- Problem description: From the items below, extract every line that contains the word "shop" and copy each one in full.

- Data extract:

============

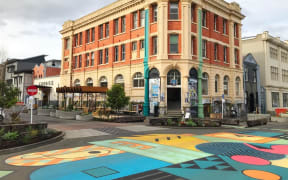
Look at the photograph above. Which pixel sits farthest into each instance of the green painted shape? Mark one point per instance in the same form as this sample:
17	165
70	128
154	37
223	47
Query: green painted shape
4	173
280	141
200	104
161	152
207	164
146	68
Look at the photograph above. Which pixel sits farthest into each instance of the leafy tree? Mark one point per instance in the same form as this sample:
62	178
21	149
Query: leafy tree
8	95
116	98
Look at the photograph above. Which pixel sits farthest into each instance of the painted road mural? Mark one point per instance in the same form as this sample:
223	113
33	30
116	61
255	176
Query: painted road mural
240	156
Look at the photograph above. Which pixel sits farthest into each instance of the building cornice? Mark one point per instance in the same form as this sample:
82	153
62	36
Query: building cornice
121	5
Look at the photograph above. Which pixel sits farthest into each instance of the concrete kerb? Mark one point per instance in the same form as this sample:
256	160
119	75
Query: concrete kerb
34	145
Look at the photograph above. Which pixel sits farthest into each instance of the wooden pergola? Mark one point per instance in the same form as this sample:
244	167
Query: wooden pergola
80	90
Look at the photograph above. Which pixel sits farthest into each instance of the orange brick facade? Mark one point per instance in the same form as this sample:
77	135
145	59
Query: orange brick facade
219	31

============

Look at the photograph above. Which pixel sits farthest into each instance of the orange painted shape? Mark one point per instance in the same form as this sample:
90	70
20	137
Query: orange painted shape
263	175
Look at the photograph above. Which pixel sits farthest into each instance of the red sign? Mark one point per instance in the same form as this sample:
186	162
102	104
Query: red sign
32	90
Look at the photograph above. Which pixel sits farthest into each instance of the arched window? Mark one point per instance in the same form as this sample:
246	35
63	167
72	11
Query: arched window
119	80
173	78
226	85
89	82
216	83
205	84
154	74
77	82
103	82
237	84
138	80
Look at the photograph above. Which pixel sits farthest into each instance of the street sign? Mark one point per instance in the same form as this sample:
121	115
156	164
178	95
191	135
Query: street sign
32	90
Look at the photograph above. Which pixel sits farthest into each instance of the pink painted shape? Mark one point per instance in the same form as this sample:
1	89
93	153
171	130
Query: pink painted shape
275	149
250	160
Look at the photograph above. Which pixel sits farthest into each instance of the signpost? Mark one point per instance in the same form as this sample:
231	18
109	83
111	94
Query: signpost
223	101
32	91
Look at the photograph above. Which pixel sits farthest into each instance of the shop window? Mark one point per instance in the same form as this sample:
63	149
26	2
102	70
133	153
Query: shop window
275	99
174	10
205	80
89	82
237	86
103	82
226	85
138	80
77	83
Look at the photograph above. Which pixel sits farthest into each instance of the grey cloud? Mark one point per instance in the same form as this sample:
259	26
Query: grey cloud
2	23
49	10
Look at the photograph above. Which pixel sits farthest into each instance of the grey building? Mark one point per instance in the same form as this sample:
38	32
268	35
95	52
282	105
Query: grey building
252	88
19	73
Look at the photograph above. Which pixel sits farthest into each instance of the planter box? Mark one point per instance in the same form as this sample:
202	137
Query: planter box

============

- Response:
Look at the photograph above. Which pixel sits farthest into each instance of the shop window? Mark one point per instance in the same form as this sample:
Query: shop window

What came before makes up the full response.